- _WHAT IS NEEDED_: Continue the passage on audio channels and tracks, starting after its final sentence.

- _TEXT SHOWN_:

------

Print

Print


MSU response to 'channels'

We keep the notions of "channels" and "tracks" separate. We have not really
addressed the issue of "tracks" in our audio extension. We define "tracks"
as individual portions of a recording (analog or digital) prior to mixing
(mastering), while "channels" refers to a signal that is already processed,
either as simple mono/stereo, or other psychoacoustic processing, such as
HRTF (head-related transfer function). The resulting digital audio file will
have a certain number and configuration of channels (mono, stereo, 5.1,
Dolby Digital (AC-3), Dolby ProLogic, etc.). For the sake of simplicity, we
have initially decided to use just one attribute "channels" and limit its
possible values with a closed set of controlled vocabulary. We agree,
however, that it may be good to provide a finer-grain description of
"channels", though, for instance, by using descriptions such as "5.1 AC-3",
one can collapse LC channel-track-quantity and sound-field attributes.

------

- _RECORD EXCERPTS_:
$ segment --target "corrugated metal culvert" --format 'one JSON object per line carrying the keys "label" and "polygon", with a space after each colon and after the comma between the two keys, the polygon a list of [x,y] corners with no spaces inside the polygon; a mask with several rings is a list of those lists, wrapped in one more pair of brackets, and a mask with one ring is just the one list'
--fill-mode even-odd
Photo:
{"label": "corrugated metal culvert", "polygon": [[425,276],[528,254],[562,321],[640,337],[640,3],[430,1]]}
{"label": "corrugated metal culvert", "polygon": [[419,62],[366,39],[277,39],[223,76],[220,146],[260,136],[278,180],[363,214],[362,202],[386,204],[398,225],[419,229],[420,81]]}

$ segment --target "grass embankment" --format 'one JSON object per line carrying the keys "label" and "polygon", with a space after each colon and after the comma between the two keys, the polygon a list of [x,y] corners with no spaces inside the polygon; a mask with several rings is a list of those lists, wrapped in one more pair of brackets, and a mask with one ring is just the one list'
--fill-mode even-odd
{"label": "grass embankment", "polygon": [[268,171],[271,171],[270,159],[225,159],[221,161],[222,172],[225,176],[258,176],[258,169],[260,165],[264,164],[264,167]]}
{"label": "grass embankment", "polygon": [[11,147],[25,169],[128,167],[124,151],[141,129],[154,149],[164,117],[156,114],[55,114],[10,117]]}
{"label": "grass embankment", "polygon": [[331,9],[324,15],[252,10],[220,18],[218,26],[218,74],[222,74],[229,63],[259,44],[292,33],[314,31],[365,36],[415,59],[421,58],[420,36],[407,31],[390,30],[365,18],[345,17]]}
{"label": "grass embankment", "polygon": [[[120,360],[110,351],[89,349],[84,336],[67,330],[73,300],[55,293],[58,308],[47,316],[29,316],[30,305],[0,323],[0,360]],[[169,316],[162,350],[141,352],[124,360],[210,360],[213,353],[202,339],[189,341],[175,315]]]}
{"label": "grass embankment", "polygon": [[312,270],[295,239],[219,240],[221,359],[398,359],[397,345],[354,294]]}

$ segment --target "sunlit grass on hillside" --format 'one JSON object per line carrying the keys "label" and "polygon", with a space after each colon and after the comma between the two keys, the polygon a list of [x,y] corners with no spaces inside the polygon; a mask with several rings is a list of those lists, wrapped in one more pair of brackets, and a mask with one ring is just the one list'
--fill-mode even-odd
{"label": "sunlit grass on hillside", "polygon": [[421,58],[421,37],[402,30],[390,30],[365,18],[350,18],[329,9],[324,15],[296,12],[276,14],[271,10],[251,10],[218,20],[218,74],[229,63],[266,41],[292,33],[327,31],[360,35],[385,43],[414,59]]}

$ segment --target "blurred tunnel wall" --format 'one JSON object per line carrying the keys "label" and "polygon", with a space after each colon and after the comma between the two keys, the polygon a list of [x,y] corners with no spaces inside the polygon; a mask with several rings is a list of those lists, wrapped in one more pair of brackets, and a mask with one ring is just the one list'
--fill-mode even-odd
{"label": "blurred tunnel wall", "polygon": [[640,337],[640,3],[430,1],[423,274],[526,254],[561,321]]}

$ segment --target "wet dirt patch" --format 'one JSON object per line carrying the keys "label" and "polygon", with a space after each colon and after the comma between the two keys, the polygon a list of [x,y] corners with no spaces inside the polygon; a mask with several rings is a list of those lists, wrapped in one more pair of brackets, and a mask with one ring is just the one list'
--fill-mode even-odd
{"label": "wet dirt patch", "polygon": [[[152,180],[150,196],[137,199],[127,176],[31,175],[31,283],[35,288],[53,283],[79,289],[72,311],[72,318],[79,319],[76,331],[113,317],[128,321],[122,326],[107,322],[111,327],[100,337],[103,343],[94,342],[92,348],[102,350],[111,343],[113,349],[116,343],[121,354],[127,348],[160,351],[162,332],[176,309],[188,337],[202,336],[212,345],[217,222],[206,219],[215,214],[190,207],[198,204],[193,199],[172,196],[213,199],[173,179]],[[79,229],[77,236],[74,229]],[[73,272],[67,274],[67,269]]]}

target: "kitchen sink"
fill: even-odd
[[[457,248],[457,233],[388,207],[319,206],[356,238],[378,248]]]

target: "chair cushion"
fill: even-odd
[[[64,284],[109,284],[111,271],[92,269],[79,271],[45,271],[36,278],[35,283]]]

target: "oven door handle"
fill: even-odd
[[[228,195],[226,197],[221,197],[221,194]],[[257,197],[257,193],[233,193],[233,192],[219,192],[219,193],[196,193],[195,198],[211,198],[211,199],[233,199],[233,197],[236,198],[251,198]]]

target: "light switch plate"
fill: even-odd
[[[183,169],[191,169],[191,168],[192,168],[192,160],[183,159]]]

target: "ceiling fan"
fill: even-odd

------

- _EXERCISE ANSWER_:
As far as multi-track recordings are concerned, we think of them as
consisting of individual digital files. This is, indeed, how they are
represented in the digital domain. With multi-track digital recordings, we
are dealing with individual files (one for each track) and a metadata file
that groups them together (synchronizes them) and contains various
processing information, such as volume, pan, effect automation, etc. We have
not accounted for that in our proposed extension. However, we agree that
there a need to do that. The LC proposed attributes do not seem to
adequately represent the multi-track system. Perhaps, we should come up with
a new set of fields for such recordings? I can see, for instance, many
situations whereby we will have to digitize a 16-track analog recording and
digitally represent the mixing information. Have you dealt with such
recordings yet?

MSU response to 'bitrate'

We think that "variable bitrate" is a possible value of the "bitrate"
attribute, and may not require a separate field.

MSU response to "filetype" vs. "fileformat"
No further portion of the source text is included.